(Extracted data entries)
::::::::::

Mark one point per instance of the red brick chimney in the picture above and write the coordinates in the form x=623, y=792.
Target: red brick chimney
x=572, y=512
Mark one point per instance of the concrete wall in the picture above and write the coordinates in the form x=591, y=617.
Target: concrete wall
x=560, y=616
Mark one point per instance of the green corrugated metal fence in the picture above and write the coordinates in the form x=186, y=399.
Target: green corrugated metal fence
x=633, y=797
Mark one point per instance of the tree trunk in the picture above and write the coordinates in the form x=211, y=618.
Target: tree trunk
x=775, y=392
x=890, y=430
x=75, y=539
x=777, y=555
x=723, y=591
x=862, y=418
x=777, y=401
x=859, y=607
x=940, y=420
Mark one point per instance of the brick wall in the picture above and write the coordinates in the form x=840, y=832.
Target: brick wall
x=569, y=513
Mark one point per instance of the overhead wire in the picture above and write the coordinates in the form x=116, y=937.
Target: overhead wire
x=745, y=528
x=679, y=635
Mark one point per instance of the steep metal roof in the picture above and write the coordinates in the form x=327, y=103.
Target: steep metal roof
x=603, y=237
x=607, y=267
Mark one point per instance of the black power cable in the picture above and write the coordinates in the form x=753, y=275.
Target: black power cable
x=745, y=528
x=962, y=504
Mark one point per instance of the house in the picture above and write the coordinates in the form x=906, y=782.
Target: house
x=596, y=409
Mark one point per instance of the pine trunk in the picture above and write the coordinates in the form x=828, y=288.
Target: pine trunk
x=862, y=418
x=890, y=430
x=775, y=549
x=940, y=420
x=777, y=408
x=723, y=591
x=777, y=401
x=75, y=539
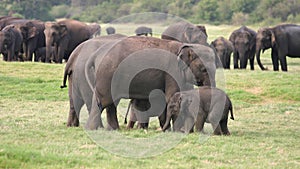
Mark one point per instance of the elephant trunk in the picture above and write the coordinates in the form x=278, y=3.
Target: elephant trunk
x=167, y=123
x=258, y=50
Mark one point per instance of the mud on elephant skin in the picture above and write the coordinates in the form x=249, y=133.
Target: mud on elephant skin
x=80, y=92
x=283, y=41
x=65, y=36
x=195, y=107
x=191, y=64
x=243, y=40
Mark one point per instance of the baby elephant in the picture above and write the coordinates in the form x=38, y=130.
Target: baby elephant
x=195, y=107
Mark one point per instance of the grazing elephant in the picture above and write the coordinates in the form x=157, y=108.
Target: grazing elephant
x=283, y=40
x=176, y=65
x=185, y=32
x=10, y=43
x=143, y=30
x=110, y=30
x=64, y=36
x=33, y=37
x=224, y=48
x=80, y=92
x=195, y=107
x=243, y=40
x=40, y=54
x=95, y=29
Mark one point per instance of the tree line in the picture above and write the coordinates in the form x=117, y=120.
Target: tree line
x=197, y=11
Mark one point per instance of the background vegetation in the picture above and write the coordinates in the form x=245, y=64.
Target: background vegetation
x=265, y=132
x=198, y=11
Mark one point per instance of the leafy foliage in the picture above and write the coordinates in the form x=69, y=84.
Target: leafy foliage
x=207, y=11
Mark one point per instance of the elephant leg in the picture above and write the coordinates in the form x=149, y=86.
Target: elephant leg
x=275, y=62
x=112, y=119
x=283, y=63
x=235, y=59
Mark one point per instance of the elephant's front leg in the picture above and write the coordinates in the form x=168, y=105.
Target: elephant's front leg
x=112, y=119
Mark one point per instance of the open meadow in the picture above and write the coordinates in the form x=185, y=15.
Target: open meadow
x=264, y=134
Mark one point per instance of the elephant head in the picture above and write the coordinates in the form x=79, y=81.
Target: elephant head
x=203, y=68
x=265, y=39
x=54, y=34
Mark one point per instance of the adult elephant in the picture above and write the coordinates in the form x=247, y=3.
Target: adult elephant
x=10, y=43
x=33, y=37
x=168, y=66
x=143, y=30
x=65, y=36
x=243, y=40
x=80, y=92
x=283, y=40
x=185, y=32
x=110, y=30
x=224, y=48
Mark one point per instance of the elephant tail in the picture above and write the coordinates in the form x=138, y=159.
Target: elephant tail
x=67, y=73
x=230, y=109
x=129, y=104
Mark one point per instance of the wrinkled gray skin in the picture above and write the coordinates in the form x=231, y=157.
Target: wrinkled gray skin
x=143, y=30
x=65, y=36
x=187, y=68
x=10, y=43
x=283, y=40
x=195, y=107
x=95, y=29
x=185, y=32
x=224, y=48
x=33, y=37
x=80, y=92
x=40, y=54
x=243, y=40
x=110, y=30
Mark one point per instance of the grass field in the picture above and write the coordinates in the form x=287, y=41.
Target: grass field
x=265, y=132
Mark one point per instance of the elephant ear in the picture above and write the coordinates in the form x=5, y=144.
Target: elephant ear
x=63, y=30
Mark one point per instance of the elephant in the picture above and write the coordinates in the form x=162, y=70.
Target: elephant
x=110, y=30
x=197, y=106
x=95, y=29
x=283, y=40
x=65, y=36
x=185, y=32
x=135, y=114
x=33, y=37
x=176, y=66
x=80, y=92
x=143, y=30
x=224, y=48
x=243, y=40
x=40, y=54
x=10, y=43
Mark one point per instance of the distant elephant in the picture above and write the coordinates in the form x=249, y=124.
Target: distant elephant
x=191, y=64
x=185, y=32
x=224, y=48
x=64, y=36
x=110, y=30
x=10, y=43
x=283, y=40
x=82, y=59
x=33, y=37
x=95, y=29
x=143, y=30
x=243, y=40
x=195, y=107
x=40, y=54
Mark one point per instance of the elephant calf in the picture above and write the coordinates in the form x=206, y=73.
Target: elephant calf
x=195, y=107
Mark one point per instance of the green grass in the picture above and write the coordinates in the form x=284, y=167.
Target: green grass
x=265, y=132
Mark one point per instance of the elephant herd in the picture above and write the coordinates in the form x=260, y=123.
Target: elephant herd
x=157, y=74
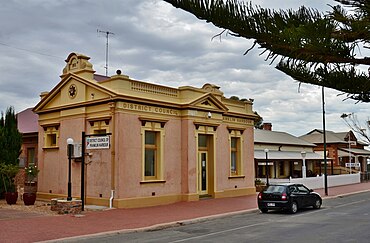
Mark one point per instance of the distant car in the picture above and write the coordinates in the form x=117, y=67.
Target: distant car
x=289, y=197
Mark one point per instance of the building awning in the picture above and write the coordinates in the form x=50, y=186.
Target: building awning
x=286, y=155
x=343, y=152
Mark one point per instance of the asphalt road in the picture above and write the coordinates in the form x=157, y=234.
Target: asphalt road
x=344, y=219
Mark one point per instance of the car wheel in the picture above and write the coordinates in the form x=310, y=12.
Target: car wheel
x=293, y=207
x=264, y=210
x=317, y=204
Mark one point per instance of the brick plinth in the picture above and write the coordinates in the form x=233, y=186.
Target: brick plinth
x=62, y=206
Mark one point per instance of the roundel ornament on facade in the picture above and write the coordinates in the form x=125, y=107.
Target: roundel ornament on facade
x=72, y=91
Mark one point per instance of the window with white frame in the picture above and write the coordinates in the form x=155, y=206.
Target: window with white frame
x=153, y=138
x=236, y=168
x=51, y=135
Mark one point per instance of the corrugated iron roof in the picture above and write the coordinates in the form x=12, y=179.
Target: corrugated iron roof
x=283, y=138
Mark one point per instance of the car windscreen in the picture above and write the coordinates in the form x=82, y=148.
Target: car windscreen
x=275, y=188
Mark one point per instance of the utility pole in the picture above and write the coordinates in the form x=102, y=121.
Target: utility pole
x=107, y=33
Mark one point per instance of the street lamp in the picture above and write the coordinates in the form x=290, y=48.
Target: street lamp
x=70, y=149
x=303, y=153
x=267, y=167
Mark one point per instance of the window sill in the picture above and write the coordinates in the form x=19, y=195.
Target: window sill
x=49, y=148
x=236, y=176
x=152, y=181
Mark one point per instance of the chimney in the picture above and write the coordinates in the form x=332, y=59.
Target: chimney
x=267, y=126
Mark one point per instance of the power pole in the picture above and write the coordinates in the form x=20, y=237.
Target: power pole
x=107, y=33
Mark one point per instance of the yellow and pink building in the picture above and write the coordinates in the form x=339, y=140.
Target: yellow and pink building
x=166, y=144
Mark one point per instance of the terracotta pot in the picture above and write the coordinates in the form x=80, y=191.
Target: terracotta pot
x=29, y=198
x=30, y=187
x=11, y=197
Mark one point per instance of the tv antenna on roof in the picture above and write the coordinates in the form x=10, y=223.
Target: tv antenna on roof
x=107, y=33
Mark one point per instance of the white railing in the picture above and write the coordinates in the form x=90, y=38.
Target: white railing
x=319, y=181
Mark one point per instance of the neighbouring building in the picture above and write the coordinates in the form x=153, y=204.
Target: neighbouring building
x=282, y=155
x=343, y=147
x=165, y=144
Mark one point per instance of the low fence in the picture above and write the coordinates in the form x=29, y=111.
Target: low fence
x=319, y=181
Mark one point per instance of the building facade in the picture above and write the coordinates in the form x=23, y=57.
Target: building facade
x=282, y=155
x=348, y=154
x=165, y=144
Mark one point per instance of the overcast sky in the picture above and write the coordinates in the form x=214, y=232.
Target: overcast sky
x=154, y=42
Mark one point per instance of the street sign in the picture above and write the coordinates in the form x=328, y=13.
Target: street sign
x=352, y=164
x=101, y=142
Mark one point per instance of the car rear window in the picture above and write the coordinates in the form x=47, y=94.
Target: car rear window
x=279, y=189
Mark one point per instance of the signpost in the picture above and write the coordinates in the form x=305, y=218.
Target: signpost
x=92, y=141
x=101, y=142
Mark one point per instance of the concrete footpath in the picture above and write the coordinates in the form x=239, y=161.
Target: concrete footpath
x=49, y=228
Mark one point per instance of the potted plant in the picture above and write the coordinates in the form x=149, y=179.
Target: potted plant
x=30, y=185
x=8, y=173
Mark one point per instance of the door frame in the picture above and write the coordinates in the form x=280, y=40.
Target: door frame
x=200, y=178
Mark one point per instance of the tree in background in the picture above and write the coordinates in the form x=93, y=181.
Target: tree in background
x=312, y=47
x=10, y=138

::::::::::

**WHAT THE TASK ASKS:** Print, from the entries above, the line with "Target: utility pole", the line with "Mark one point per instance of the window sill" and all lines between them, exactly and with nothing else.

**EXERCISE RESPONSE:**
Target: utility pole
x=107, y=33
Mark one point per instance of the street lamp in the picture above and write the coordinates in the form x=290, y=48.
Target: street lamp
x=70, y=149
x=303, y=153
x=267, y=167
Mark one point per instance of the window sill in the picture above and write the coordinates in the form x=19, y=195.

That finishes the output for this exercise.